Give the entries again exactly, without pictures.

# Dataset entries
====================

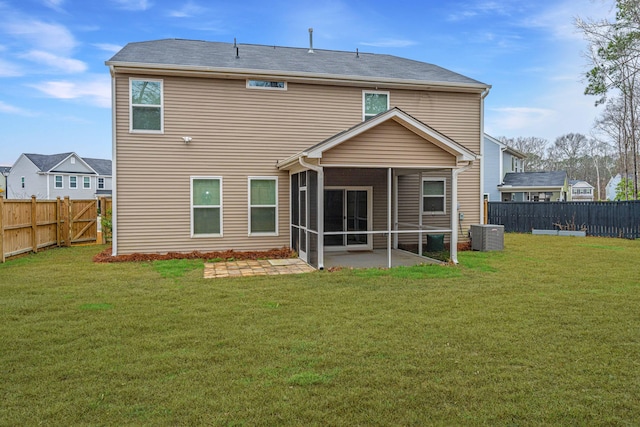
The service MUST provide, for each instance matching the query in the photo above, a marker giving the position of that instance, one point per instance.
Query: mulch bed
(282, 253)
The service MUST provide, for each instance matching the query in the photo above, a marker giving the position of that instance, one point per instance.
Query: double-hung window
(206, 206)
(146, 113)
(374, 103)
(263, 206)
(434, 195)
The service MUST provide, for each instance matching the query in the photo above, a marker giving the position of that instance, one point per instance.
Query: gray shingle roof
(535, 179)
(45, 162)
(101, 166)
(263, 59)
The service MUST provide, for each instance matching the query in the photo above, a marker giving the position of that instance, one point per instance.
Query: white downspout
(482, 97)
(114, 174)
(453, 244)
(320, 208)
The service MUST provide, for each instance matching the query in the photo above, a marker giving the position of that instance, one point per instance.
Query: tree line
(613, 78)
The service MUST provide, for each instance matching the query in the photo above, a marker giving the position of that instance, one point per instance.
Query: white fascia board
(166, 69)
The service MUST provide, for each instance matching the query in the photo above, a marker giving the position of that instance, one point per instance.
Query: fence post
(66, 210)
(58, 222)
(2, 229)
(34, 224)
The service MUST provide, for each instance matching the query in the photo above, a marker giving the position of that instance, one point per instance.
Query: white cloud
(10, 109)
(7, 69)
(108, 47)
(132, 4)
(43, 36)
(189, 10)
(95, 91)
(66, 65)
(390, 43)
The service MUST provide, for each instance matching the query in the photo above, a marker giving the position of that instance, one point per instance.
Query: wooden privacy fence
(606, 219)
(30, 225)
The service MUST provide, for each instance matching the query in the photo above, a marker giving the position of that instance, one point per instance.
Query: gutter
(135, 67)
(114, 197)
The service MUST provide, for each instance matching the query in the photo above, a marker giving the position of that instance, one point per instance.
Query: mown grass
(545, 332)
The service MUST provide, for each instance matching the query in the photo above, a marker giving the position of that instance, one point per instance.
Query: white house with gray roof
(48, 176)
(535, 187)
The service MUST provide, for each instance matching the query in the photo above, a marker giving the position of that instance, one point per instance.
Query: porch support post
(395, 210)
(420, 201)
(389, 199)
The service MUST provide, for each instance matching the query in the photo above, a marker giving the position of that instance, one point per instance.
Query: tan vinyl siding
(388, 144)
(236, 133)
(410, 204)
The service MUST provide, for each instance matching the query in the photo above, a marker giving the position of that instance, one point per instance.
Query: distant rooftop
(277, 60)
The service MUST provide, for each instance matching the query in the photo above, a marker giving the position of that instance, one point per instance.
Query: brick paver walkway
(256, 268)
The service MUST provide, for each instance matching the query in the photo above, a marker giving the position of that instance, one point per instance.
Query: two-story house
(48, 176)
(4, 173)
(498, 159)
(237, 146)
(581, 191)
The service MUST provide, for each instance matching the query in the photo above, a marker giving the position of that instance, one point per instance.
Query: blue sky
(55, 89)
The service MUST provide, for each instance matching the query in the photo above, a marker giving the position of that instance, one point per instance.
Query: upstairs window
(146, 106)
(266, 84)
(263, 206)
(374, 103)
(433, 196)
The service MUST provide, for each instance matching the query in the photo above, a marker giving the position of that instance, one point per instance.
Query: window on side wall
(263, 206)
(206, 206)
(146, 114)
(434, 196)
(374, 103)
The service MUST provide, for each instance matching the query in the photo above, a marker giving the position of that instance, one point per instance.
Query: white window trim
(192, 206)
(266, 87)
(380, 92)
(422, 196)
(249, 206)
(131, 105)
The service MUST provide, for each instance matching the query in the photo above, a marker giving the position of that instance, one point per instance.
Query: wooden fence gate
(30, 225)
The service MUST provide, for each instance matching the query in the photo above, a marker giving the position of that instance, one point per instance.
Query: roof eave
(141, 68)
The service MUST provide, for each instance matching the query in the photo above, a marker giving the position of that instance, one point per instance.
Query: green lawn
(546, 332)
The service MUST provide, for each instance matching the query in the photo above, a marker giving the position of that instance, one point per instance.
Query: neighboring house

====================

# ANSWER AREA
The service MUST provide, for each instance matching the query in the photo above, a marker giving the position of that instance, one point per instance.
Query: mulch bed
(282, 253)
The service MUST provide, for each instance matching the query in the photo above, a marker giving the position of that instance, one point per instance.
Query: double-hung window
(206, 206)
(146, 113)
(374, 103)
(263, 206)
(434, 195)
The service MUST provide, for each instance matching the query in the photo above, a marker giving the position of that instance, one point per instance.
Query: gray shingle roof
(535, 179)
(45, 162)
(101, 166)
(263, 59)
The service MUST provide, for each instance matching the query in the photo above, a marker giving the position of that instance, one point per instance.
Query: white downspout
(482, 97)
(114, 174)
(453, 244)
(320, 208)
The service MUST provide, for each instance matching the query in the photo above, a marker giving the position of that instance, one point per instance.
Query: tree line
(613, 78)
The service MUST provide, for each instance matching the query in the photo above, a marker giving the position of that instance, one point per instance.
Query: white fascia board
(166, 69)
The service MUST provide, for each instance matching the query in the photo above, a marker giving the position of that instance, one point per instance.
Query: fence post
(66, 210)
(58, 222)
(2, 229)
(34, 224)
The service MUST provide, for each instance matching the query in the photo above, a marker giving the position of that instance, one point per instance.
Query: white cloud
(10, 109)
(7, 69)
(108, 47)
(132, 4)
(43, 36)
(189, 10)
(95, 91)
(66, 65)
(390, 43)
The service MUST provide, for each instance matching the query in the photo above, a marker giving the position of that instance, one point per instance.
Query: wooden privacy fence
(606, 219)
(30, 225)
The service MUST provide, for each instance matching the query in the photo above, a marker giving the position of that instance, one point per instance.
Query: gutter
(135, 67)
(114, 197)
The service MUST provide, for each instance matching the query in the photo above, a marker giving the position of that instance, one point per instance.
Query: mown grass
(545, 332)
The service MUST provide, for each instance matching the query in the photo above, a marker giving the position of that instance, one point per instance.
Query: white house with gray roof
(48, 176)
(535, 187)
The service MUST provide, for each instance matching the query in the photo above, a marker giving the position of that instance, one point per instance.
Query: porch support post
(395, 210)
(420, 201)
(389, 199)
The service MUST provide, for each instance matching the query in the photo above, a marker giving the position of that instance, one point per instance.
Query: tan vinyl siding
(388, 144)
(236, 133)
(410, 204)
The service MUST provide, for each instance matching the query in the photo above, a marker giving the position of that instance, one point per instance.
Query: distant rooftop
(277, 60)
The service MUST provide, for each instance matching the query in the photo above, a marker giving the position of that instance, one point per instance.
Query: brick paver walkway
(256, 268)
The service MUST provide, for each instance matching the query in the photo above, a marker giving the position of that instance, one point per instance.
Query: two-story house
(48, 176)
(4, 173)
(498, 159)
(237, 146)
(581, 191)
The service MUST provide, for each instance matching the query in the photo above, a marker giving the position of that instance, one point per instance.
Query: blue sky
(55, 89)
The service MUST provide, for each instance matching the query in the photo above, a marker giving the position of that instance, one point per instance.
Query: upstairs window
(146, 106)
(266, 84)
(263, 206)
(374, 103)
(433, 196)
The service MUST provide, for each instance matching the query in the photo above, a marker giving the position of that instance, one point per instance.
Query: window on side wall
(263, 206)
(206, 206)
(146, 114)
(434, 196)
(374, 103)
The service MUST provide, for each instance matching the query in the photo above, a marker giving the position of that instance, one point per instance.
Query: white window trim
(192, 206)
(266, 87)
(380, 92)
(422, 196)
(249, 206)
(131, 105)
The service MUST provide, for each instance matching the query in the photo above, a marker giving the position of that instance, one point per instance.
Query: wooden fence gate
(30, 225)
The service MUST provide, for each instance matching the query in the photo above, a marker giving the position of that instance, one point per instance.
Query: roof eave
(141, 68)
The service MUST provide, for each instance matching the query in the photo above, a marker giving the position of that instance, one point per instance.
Query: green lawn
(546, 332)
The service MUST provide, for each instance matching the query in the photo above, a marker giving the position of that instance, one point per instance.
Query: neighboring house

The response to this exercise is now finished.